--- Provided material Enclosed Below ---

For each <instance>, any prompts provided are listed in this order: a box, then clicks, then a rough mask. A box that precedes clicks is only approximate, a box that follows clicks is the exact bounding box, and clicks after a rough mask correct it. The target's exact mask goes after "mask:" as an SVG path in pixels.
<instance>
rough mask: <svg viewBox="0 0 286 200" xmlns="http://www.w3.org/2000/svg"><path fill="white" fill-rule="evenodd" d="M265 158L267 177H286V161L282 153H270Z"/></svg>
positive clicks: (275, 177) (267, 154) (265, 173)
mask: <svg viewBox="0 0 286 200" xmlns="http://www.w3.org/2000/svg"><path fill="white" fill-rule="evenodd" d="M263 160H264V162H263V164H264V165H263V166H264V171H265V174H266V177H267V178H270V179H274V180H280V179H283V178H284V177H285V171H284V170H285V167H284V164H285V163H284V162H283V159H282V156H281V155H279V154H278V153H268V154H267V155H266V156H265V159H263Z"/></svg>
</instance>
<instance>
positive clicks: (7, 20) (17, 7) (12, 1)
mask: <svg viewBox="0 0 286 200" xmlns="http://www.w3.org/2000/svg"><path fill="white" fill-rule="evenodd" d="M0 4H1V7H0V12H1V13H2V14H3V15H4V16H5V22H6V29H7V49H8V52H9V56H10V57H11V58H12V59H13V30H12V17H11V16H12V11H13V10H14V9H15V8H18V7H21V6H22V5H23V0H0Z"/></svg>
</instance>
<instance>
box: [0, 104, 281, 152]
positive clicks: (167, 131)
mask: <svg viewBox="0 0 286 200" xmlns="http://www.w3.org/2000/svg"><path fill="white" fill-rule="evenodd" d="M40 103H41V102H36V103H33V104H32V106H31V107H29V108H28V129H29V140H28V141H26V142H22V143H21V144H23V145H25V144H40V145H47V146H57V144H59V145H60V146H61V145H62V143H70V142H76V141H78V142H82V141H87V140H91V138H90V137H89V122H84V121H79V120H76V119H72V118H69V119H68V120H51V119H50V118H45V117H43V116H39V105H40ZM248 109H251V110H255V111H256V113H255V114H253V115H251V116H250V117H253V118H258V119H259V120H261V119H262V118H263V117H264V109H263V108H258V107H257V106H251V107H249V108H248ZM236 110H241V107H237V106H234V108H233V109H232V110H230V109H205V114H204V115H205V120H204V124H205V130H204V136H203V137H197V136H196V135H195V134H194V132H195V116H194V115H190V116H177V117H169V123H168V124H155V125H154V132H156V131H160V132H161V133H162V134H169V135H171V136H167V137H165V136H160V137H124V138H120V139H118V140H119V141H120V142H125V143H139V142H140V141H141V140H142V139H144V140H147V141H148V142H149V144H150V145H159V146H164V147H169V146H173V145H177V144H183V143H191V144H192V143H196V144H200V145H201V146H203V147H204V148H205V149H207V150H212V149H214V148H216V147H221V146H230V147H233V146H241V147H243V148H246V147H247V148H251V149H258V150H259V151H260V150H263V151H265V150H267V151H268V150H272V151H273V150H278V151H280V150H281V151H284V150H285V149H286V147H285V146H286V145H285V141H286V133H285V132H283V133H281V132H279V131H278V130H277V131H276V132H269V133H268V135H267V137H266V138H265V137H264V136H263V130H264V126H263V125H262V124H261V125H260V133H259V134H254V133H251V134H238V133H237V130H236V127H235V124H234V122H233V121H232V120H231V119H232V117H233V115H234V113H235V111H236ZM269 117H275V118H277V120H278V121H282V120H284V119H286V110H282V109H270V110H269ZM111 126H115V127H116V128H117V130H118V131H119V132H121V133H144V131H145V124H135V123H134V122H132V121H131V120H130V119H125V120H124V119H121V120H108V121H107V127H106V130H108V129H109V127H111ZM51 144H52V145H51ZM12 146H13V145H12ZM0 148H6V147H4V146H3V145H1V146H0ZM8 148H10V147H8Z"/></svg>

--- End of Enclosed Provided material ---

Restate the records, all of them, precisely as written.

For each <instance>, any prompts provided are listed in this order: a box, then clicks, then a rough mask. A box that precedes clicks is only approximate, a box that follows clicks is the exact bounding box, and clicks after a rough mask correct it. The target's exact mask goes after "mask:" as an SVG path in pixels.
<instance>
rough mask: <svg viewBox="0 0 286 200" xmlns="http://www.w3.org/2000/svg"><path fill="white" fill-rule="evenodd" d="M265 158L267 177H286V161L282 153H270Z"/></svg>
positive clicks: (275, 177) (267, 154) (265, 173)
mask: <svg viewBox="0 0 286 200" xmlns="http://www.w3.org/2000/svg"><path fill="white" fill-rule="evenodd" d="M263 160H264V162H263V164H264V165H263V166H264V171H265V174H266V177H267V178H270V179H274V180H280V179H283V178H284V177H285V171H284V170H285V167H284V164H285V163H284V162H283V159H282V156H281V155H279V154H278V153H268V154H267V155H266V156H265V159H263Z"/></svg>
</instance>
<instance>
positive clicks: (7, 20) (17, 7) (12, 1)
mask: <svg viewBox="0 0 286 200" xmlns="http://www.w3.org/2000/svg"><path fill="white" fill-rule="evenodd" d="M0 4H1V7H0V12H1V13H2V14H3V15H4V16H5V22H6V29H7V49H8V52H9V56H10V57H11V58H12V59H13V30H12V17H11V16H12V11H13V10H14V9H15V8H18V7H21V6H22V5H23V0H0Z"/></svg>
</instance>
<instance>
box: [0, 104, 281, 152]
positive clicks: (167, 131)
mask: <svg viewBox="0 0 286 200" xmlns="http://www.w3.org/2000/svg"><path fill="white" fill-rule="evenodd" d="M40 103H41V102H36V103H33V104H32V106H31V107H29V108H28V129H29V140H28V141H26V142H22V143H21V144H23V145H25V144H40V145H47V146H57V144H59V145H60V146H61V145H62V143H70V142H76V141H78V142H82V141H87V140H91V138H90V137H89V122H84V121H79V120H76V119H72V118H69V119H68V120H51V119H50V118H45V117H43V116H39V105H40ZM248 109H251V110H255V111H256V113H255V114H253V115H251V116H250V117H253V118H258V119H259V120H261V119H262V118H263V117H264V109H263V108H258V107H257V106H251V107H249V108H248ZM236 110H241V107H237V106H234V108H233V109H232V110H230V109H205V114H204V115H205V120H204V124H205V130H204V136H203V137H197V136H196V135H195V134H194V132H195V116H194V115H190V116H177V117H169V123H168V124H155V125H154V132H156V131H160V132H161V133H162V134H169V135H171V136H167V137H165V136H160V137H124V138H120V139H118V140H119V141H120V142H125V143H139V142H140V141H141V140H142V139H144V140H147V141H148V142H149V144H150V145H159V146H164V147H169V146H173V145H177V144H183V143H191V144H192V143H196V144H200V145H201V146H203V147H204V148H205V149H207V150H212V149H214V148H216V147H221V146H230V147H233V146H241V147H243V148H246V147H247V148H251V149H258V150H259V151H260V150H263V151H265V150H267V151H268V150H272V151H273V150H278V151H280V150H281V151H284V150H285V149H286V147H285V146H286V145H285V141H286V133H285V132H283V133H281V132H279V131H278V130H277V131H276V132H269V133H268V135H267V137H266V138H265V137H264V136H263V130H264V126H263V125H262V124H261V125H260V133H259V134H254V133H251V134H238V133H237V130H236V127H235V124H234V122H233V121H232V120H231V119H232V117H233V115H234V113H235V111H236ZM269 117H275V118H277V120H278V121H282V120H284V119H286V110H282V109H270V110H269ZM111 126H115V127H116V128H117V130H118V131H119V132H121V133H144V131H145V124H135V123H134V122H132V121H131V120H130V119H125V120H124V119H121V120H108V121H107V127H106V130H108V129H109V127H111ZM51 144H52V145H51ZM12 146H13V145H12ZM0 148H6V147H4V146H3V145H1V146H0ZM8 148H10V147H8Z"/></svg>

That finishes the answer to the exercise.